#### Data to use

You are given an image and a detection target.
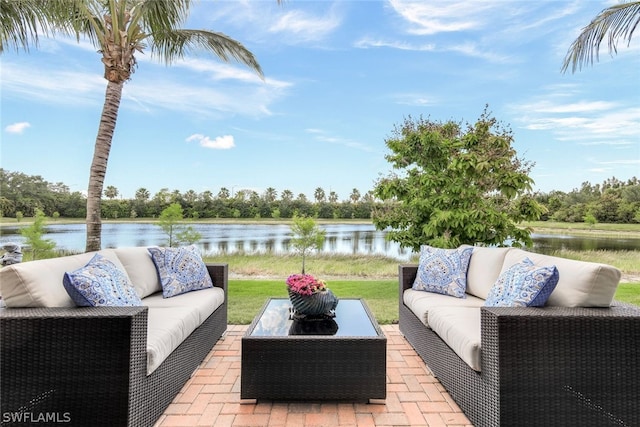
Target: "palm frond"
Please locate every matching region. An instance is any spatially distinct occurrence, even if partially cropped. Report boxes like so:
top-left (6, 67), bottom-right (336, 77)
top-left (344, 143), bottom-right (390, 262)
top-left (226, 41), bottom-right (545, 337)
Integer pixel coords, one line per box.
top-left (562, 1), bottom-right (640, 73)
top-left (150, 30), bottom-right (263, 78)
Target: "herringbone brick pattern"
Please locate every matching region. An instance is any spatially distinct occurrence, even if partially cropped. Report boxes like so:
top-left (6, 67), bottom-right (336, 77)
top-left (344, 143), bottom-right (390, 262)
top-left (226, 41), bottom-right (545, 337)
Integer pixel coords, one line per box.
top-left (156, 325), bottom-right (471, 427)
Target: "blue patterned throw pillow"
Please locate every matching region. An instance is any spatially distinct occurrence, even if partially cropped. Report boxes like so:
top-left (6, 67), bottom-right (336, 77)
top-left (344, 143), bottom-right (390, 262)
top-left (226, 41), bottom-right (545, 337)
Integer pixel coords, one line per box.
top-left (62, 254), bottom-right (142, 307)
top-left (412, 246), bottom-right (473, 298)
top-left (148, 245), bottom-right (213, 298)
top-left (484, 258), bottom-right (560, 307)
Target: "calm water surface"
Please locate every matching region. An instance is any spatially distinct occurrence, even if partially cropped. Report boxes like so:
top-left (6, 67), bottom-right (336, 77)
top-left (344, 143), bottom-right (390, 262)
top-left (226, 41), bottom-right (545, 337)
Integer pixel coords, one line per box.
top-left (0, 223), bottom-right (640, 260)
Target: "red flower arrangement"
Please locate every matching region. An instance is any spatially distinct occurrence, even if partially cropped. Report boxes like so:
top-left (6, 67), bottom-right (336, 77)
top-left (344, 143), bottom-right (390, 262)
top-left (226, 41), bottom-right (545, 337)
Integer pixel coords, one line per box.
top-left (287, 274), bottom-right (327, 296)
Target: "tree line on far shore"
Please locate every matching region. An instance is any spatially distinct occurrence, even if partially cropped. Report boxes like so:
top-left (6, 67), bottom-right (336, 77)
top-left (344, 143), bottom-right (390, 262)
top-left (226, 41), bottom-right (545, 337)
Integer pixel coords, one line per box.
top-left (0, 168), bottom-right (640, 224)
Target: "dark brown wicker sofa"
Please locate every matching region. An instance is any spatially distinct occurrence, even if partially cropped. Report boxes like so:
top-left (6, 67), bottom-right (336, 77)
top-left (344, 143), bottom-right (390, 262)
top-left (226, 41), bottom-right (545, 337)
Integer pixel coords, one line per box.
top-left (0, 248), bottom-right (228, 426)
top-left (399, 248), bottom-right (640, 427)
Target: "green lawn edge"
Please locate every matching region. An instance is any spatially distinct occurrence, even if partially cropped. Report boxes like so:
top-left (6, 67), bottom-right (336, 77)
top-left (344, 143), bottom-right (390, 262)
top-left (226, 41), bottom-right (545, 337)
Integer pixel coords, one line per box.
top-left (228, 279), bottom-right (640, 325)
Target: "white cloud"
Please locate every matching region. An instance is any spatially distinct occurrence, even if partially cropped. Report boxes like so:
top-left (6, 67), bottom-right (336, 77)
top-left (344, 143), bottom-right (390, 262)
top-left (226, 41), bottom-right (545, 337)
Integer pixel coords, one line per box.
top-left (390, 0), bottom-right (498, 35)
top-left (2, 60), bottom-right (291, 117)
top-left (306, 128), bottom-right (375, 152)
top-left (269, 10), bottom-right (341, 42)
top-left (186, 137), bottom-right (235, 150)
top-left (4, 122), bottom-right (31, 133)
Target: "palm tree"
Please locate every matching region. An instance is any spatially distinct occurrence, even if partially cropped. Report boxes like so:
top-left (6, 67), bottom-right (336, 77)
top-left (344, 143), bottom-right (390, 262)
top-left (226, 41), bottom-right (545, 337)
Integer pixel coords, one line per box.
top-left (0, 0), bottom-right (263, 251)
top-left (76, 0), bottom-right (262, 251)
top-left (562, 1), bottom-right (640, 73)
top-left (0, 0), bottom-right (72, 53)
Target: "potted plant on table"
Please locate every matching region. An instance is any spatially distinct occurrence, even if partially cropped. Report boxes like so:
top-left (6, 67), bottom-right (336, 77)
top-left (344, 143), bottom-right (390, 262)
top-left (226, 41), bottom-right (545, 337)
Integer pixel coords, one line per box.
top-left (287, 274), bottom-right (338, 319)
top-left (287, 216), bottom-right (338, 319)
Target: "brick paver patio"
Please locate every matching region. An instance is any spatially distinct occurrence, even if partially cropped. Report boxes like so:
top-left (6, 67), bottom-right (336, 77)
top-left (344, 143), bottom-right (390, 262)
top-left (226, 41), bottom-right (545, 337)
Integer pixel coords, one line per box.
top-left (156, 325), bottom-right (471, 427)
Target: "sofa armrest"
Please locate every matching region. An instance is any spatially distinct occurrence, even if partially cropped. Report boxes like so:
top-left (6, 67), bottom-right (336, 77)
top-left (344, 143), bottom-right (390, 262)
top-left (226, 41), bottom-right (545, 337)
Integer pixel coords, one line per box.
top-left (206, 263), bottom-right (229, 302)
top-left (398, 264), bottom-right (418, 295)
top-left (0, 307), bottom-right (148, 425)
top-left (481, 305), bottom-right (640, 425)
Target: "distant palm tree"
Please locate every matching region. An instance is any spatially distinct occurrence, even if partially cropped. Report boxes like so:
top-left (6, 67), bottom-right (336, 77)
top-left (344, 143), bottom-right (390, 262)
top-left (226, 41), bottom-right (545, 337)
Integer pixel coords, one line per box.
top-left (562, 1), bottom-right (640, 73)
top-left (0, 0), bottom-right (263, 251)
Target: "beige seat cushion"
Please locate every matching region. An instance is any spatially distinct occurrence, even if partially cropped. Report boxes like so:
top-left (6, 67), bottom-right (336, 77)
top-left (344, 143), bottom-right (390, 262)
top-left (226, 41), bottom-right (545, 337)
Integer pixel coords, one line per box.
top-left (114, 247), bottom-right (162, 298)
top-left (429, 307), bottom-right (482, 372)
top-left (502, 249), bottom-right (621, 307)
top-left (402, 290), bottom-right (484, 327)
top-left (142, 287), bottom-right (224, 324)
top-left (143, 308), bottom-right (200, 375)
top-left (0, 249), bottom-right (126, 307)
top-left (467, 246), bottom-right (513, 299)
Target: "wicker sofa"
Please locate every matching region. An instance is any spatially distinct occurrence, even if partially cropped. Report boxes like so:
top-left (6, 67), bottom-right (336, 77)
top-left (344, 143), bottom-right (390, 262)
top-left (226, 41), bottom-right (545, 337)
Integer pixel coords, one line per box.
top-left (0, 247), bottom-right (228, 426)
top-left (399, 248), bottom-right (640, 427)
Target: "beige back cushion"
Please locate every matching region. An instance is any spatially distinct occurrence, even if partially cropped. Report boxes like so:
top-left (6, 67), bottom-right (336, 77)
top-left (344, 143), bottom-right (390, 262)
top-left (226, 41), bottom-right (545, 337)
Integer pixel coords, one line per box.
top-left (467, 246), bottom-right (513, 299)
top-left (114, 247), bottom-right (162, 298)
top-left (0, 249), bottom-right (125, 307)
top-left (502, 249), bottom-right (621, 307)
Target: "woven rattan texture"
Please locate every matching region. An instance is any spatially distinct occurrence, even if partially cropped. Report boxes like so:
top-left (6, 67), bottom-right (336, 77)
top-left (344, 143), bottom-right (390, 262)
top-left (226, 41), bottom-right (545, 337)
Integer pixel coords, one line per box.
top-left (399, 266), bottom-right (640, 427)
top-left (0, 264), bottom-right (228, 427)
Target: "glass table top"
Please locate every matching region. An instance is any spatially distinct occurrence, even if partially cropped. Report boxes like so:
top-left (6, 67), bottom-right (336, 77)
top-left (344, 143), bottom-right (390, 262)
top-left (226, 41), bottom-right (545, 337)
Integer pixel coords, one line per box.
top-left (248, 298), bottom-right (379, 337)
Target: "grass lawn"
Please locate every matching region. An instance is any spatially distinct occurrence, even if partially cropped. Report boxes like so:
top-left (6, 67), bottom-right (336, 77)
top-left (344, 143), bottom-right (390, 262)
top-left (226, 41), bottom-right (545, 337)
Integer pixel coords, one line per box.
top-left (228, 279), bottom-right (640, 325)
top-left (228, 279), bottom-right (398, 325)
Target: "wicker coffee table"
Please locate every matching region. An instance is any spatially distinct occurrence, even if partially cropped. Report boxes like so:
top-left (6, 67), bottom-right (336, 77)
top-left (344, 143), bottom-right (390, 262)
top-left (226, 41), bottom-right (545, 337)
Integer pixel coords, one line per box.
top-left (240, 298), bottom-right (387, 400)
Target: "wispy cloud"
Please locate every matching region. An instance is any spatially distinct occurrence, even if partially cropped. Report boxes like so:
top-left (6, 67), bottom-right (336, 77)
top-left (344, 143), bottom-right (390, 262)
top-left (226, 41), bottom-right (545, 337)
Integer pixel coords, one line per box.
top-left (306, 128), bottom-right (375, 152)
top-left (393, 93), bottom-right (438, 107)
top-left (4, 122), bottom-right (31, 134)
top-left (354, 37), bottom-right (436, 52)
top-left (389, 0), bottom-right (495, 35)
top-left (186, 133), bottom-right (235, 150)
top-left (2, 56), bottom-right (291, 117)
top-left (513, 93), bottom-right (640, 146)
top-left (269, 9), bottom-right (341, 43)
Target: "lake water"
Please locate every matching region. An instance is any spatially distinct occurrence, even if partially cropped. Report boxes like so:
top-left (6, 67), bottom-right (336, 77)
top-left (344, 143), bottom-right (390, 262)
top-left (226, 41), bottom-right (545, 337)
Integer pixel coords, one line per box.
top-left (0, 223), bottom-right (640, 261)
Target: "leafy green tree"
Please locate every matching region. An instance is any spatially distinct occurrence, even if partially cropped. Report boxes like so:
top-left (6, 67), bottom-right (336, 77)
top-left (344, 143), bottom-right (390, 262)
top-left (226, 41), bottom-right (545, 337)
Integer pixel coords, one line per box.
top-left (373, 108), bottom-right (544, 251)
top-left (313, 187), bottom-right (326, 203)
top-left (20, 209), bottom-right (56, 260)
top-left (158, 203), bottom-right (202, 247)
top-left (562, 1), bottom-right (640, 73)
top-left (291, 215), bottom-right (326, 274)
top-left (584, 212), bottom-right (598, 228)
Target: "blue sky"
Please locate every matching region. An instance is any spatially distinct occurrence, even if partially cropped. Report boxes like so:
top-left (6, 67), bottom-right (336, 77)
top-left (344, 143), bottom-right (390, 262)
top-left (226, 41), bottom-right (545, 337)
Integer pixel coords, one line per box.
top-left (0, 0), bottom-right (640, 200)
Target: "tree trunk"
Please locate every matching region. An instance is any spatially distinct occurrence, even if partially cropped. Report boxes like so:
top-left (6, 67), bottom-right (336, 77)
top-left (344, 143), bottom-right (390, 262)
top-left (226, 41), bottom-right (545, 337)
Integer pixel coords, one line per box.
top-left (86, 82), bottom-right (124, 252)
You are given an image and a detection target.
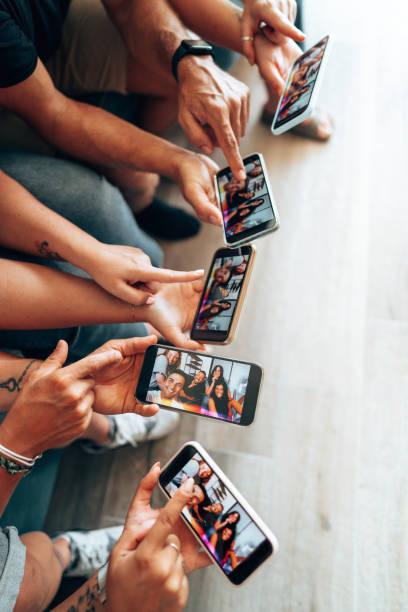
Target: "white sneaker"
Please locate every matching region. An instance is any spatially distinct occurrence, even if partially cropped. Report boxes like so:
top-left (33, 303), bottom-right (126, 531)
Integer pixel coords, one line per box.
top-left (81, 410), bottom-right (180, 454)
top-left (53, 525), bottom-right (123, 578)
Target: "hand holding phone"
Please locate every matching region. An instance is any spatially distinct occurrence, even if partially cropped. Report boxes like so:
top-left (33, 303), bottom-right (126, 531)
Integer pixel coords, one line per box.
top-left (135, 344), bottom-right (263, 425)
top-left (215, 153), bottom-right (279, 246)
top-left (107, 464), bottom-right (198, 612)
top-left (190, 245), bottom-right (256, 344)
top-left (159, 442), bottom-right (278, 585)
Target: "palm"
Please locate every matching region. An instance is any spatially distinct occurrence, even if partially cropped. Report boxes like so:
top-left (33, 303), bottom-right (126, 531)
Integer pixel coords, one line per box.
top-left (94, 354), bottom-right (144, 414)
top-left (148, 280), bottom-right (204, 349)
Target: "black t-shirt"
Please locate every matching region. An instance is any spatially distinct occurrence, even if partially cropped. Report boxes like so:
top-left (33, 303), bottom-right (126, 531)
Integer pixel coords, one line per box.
top-left (0, 0), bottom-right (70, 87)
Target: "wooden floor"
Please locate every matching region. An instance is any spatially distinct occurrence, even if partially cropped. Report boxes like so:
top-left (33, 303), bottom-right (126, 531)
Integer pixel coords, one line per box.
top-left (44, 0), bottom-right (408, 612)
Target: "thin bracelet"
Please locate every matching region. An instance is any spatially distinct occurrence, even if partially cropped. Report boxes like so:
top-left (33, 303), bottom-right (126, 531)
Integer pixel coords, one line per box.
top-left (0, 444), bottom-right (42, 467)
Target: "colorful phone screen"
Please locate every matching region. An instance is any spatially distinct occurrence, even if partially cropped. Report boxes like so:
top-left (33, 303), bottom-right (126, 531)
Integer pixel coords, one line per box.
top-left (274, 36), bottom-right (329, 128)
top-left (160, 446), bottom-right (272, 577)
top-left (217, 155), bottom-right (276, 244)
top-left (192, 246), bottom-right (252, 342)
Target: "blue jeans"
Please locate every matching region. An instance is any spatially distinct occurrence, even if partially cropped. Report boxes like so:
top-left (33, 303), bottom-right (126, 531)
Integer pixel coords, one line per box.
top-left (0, 149), bottom-right (163, 361)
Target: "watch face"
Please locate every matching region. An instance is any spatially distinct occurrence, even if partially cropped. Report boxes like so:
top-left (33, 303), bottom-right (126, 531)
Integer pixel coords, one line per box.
top-left (183, 40), bottom-right (212, 51)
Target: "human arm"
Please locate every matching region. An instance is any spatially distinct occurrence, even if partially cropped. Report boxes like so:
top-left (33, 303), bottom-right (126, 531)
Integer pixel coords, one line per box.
top-left (0, 340), bottom-right (124, 515)
top-left (0, 170), bottom-right (204, 305)
top-left (0, 60), bottom-right (221, 223)
top-left (104, 0), bottom-right (249, 178)
top-left (171, 0), bottom-right (304, 102)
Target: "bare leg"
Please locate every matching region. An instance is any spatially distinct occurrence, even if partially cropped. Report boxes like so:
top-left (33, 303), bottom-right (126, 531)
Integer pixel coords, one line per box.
top-left (14, 531), bottom-right (70, 612)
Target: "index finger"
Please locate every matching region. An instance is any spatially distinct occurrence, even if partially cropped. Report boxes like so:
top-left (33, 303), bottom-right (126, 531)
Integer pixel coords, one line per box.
top-left (262, 8), bottom-right (305, 42)
top-left (211, 118), bottom-right (246, 181)
top-left (144, 478), bottom-right (194, 550)
top-left (65, 349), bottom-right (122, 378)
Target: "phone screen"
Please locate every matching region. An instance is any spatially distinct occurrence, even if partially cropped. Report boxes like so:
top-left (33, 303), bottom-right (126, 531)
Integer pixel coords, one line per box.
top-left (136, 345), bottom-right (262, 425)
top-left (217, 154), bottom-right (276, 244)
top-left (274, 36), bottom-right (329, 128)
top-left (191, 246), bottom-right (253, 342)
top-left (160, 446), bottom-right (272, 583)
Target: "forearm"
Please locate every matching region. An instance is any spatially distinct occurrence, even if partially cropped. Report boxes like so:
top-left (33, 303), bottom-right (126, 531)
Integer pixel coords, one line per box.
top-left (0, 425), bottom-right (23, 516)
top-left (169, 0), bottom-right (242, 53)
top-left (53, 574), bottom-right (105, 612)
top-left (0, 259), bottom-right (155, 330)
top-left (103, 0), bottom-right (191, 74)
top-left (0, 351), bottom-right (40, 412)
top-left (0, 171), bottom-right (101, 270)
top-left (0, 464), bottom-right (22, 516)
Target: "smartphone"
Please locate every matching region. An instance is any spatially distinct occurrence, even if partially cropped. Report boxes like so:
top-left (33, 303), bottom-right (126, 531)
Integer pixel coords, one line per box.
top-left (271, 36), bottom-right (330, 135)
top-left (214, 153), bottom-right (279, 247)
top-left (159, 442), bottom-right (278, 586)
top-left (135, 344), bottom-right (263, 425)
top-left (190, 244), bottom-right (256, 344)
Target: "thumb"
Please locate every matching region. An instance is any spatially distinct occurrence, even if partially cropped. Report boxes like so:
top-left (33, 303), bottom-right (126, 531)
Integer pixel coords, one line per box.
top-left (40, 340), bottom-right (68, 374)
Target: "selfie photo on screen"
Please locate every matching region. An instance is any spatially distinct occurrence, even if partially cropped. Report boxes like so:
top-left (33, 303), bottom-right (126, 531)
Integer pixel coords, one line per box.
top-left (275, 38), bottom-right (327, 126)
top-left (194, 255), bottom-right (249, 331)
top-left (146, 349), bottom-right (251, 423)
top-left (165, 453), bottom-right (265, 575)
top-left (218, 161), bottom-right (274, 238)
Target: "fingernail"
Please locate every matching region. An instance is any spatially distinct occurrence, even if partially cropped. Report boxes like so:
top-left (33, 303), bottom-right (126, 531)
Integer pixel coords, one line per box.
top-left (180, 478), bottom-right (194, 495)
top-left (142, 519), bottom-right (156, 530)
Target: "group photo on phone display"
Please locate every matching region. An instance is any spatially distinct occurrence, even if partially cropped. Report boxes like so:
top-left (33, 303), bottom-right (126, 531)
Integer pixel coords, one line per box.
top-left (165, 453), bottom-right (265, 575)
top-left (194, 255), bottom-right (249, 332)
top-left (217, 158), bottom-right (275, 239)
top-left (146, 349), bottom-right (251, 423)
top-left (274, 36), bottom-right (328, 126)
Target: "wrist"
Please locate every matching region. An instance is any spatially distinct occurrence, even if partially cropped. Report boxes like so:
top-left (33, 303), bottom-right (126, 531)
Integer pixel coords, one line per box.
top-left (0, 426), bottom-right (44, 463)
top-left (166, 147), bottom-right (196, 183)
top-left (177, 55), bottom-right (214, 86)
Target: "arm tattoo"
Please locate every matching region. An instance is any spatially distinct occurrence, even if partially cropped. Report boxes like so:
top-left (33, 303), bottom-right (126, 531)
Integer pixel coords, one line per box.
top-left (35, 240), bottom-right (65, 261)
top-left (67, 584), bottom-right (100, 612)
top-left (0, 359), bottom-right (36, 393)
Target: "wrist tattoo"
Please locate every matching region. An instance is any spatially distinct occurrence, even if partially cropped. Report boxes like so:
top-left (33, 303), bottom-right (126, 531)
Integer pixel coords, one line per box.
top-left (35, 240), bottom-right (65, 261)
top-left (0, 359), bottom-right (36, 393)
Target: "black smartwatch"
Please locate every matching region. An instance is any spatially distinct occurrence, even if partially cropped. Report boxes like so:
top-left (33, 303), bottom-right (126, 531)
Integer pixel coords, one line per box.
top-left (171, 40), bottom-right (214, 81)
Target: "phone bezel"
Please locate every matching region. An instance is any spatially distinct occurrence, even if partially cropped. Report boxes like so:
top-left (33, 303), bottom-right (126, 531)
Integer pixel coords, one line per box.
top-left (159, 440), bottom-right (279, 586)
top-left (214, 153), bottom-right (279, 248)
top-left (190, 244), bottom-right (256, 344)
top-left (135, 344), bottom-right (263, 427)
top-left (271, 34), bottom-right (332, 136)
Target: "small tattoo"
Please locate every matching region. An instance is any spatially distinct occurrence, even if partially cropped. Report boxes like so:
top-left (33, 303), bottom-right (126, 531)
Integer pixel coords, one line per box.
top-left (35, 240), bottom-right (65, 261)
top-left (0, 359), bottom-right (35, 393)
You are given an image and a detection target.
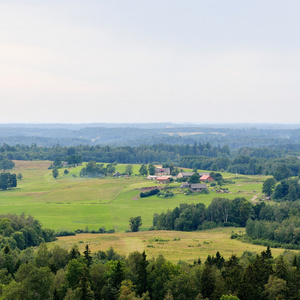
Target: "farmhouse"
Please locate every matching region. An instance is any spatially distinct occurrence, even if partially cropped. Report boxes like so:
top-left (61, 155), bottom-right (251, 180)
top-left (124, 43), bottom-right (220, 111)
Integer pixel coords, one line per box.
top-left (180, 182), bottom-right (207, 192)
top-left (200, 175), bottom-right (214, 182)
top-left (177, 172), bottom-right (195, 178)
top-left (190, 183), bottom-right (207, 192)
top-left (156, 176), bottom-right (170, 183)
top-left (147, 175), bottom-right (158, 180)
top-left (180, 182), bottom-right (191, 189)
top-left (155, 168), bottom-right (170, 176)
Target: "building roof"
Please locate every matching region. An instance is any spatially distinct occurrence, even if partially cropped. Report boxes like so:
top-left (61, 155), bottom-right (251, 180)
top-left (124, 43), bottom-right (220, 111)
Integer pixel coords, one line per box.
top-left (181, 172), bottom-right (195, 177)
top-left (156, 177), bottom-right (170, 180)
top-left (200, 175), bottom-right (212, 180)
top-left (191, 183), bottom-right (207, 190)
top-left (180, 183), bottom-right (190, 189)
top-left (155, 168), bottom-right (170, 173)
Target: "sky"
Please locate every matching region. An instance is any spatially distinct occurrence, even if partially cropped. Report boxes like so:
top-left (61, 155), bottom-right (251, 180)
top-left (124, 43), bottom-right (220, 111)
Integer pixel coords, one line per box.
top-left (0, 0), bottom-right (300, 124)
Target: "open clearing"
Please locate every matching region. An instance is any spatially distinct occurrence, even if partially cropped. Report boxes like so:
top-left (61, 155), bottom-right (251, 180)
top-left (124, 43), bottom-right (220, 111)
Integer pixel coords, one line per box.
top-left (0, 161), bottom-right (266, 232)
top-left (48, 228), bottom-right (296, 262)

########

▶ Stated problem: Report how many lines above contain the word "sofa", treating uppercase and lowercase as different, and give only the number.

▶ Task answer: 3